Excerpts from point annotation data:

---+---

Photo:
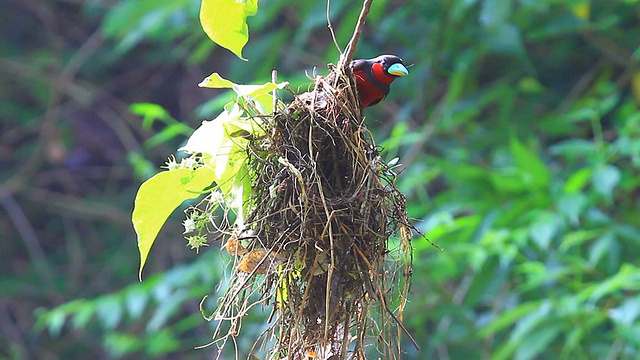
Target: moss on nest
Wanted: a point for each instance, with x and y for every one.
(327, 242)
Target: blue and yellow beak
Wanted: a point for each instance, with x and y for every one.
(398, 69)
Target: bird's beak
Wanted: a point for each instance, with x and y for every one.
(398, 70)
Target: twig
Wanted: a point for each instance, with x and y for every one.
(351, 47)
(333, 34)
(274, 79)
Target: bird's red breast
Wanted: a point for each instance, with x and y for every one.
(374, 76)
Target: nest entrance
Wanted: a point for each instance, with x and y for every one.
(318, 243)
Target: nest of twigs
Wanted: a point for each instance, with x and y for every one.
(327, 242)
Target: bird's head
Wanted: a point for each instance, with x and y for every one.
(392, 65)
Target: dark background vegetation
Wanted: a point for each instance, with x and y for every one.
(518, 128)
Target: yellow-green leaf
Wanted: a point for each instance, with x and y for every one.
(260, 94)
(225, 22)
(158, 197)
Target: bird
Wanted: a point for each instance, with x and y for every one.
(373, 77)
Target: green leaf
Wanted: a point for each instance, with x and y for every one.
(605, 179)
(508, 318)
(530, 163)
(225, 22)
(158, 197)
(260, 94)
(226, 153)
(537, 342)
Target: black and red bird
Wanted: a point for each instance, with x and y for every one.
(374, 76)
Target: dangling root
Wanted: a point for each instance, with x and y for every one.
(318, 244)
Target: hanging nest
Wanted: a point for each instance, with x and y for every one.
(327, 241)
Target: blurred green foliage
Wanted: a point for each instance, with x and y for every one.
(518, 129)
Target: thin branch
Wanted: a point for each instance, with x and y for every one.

---+---

#### [WHAT IS NEEDED]
Replace every "Target" with "Object" throughout the data above, leaving everything else unchanged. Omit the pictures from the output.

#### [RESULT]
Photo:
Object: moss on nest
Wanted: a point for each instance, with x and y for every one.
(327, 242)
Object: blue and yellow beak
Wanted: a point for each instance, with x and y for every one.
(398, 69)
Object: bird's beak
Wanted: a point for each instance, with x and y for every one.
(398, 70)
Object: twig
Wanted: a point for each instance, with x and y for every one.
(351, 47)
(333, 34)
(274, 79)
Object: bird's red breast
Wanted: a point for each instance, with x and y for every one.
(374, 76)
Object: nest entrance
Wanted: a point for each instance, with x and y for every one.
(318, 243)
Object: nest of twigs
Wanted: a point for each instance, with x and y for every one.
(327, 242)
Object: bird's head
Wanted: a point for each instance, with x and y for every one.
(392, 65)
Object: dark background vegetation
Wanted: a point for each instance, with x and y for every one.
(518, 128)
Object: yellow-green leaf
Wanted: a point for each instance, with x and y for every one.
(260, 94)
(225, 22)
(158, 197)
Object: bird
Wanted: a point for each instance, with x and y for every one.
(373, 77)
Object: green leaf
Wanted: a point for each instance, with x and y for every one.
(605, 179)
(508, 318)
(530, 163)
(225, 22)
(158, 197)
(260, 94)
(226, 153)
(537, 342)
Object: black and red bird
Wanted: a point for each instance, with x and y for every one.
(374, 76)
Object: dangling root
Wanted: a point for each instance, with x and y for every one.
(318, 244)
Object: hanging nest
Wanted: a point for each instance, with x and y for every one.
(327, 241)
Object: blurred green foliage
Wanted: a point for each instance, with x and y for every one.
(518, 129)
Object: thin branch
Wanted: a point for each instance, with x and y for every one.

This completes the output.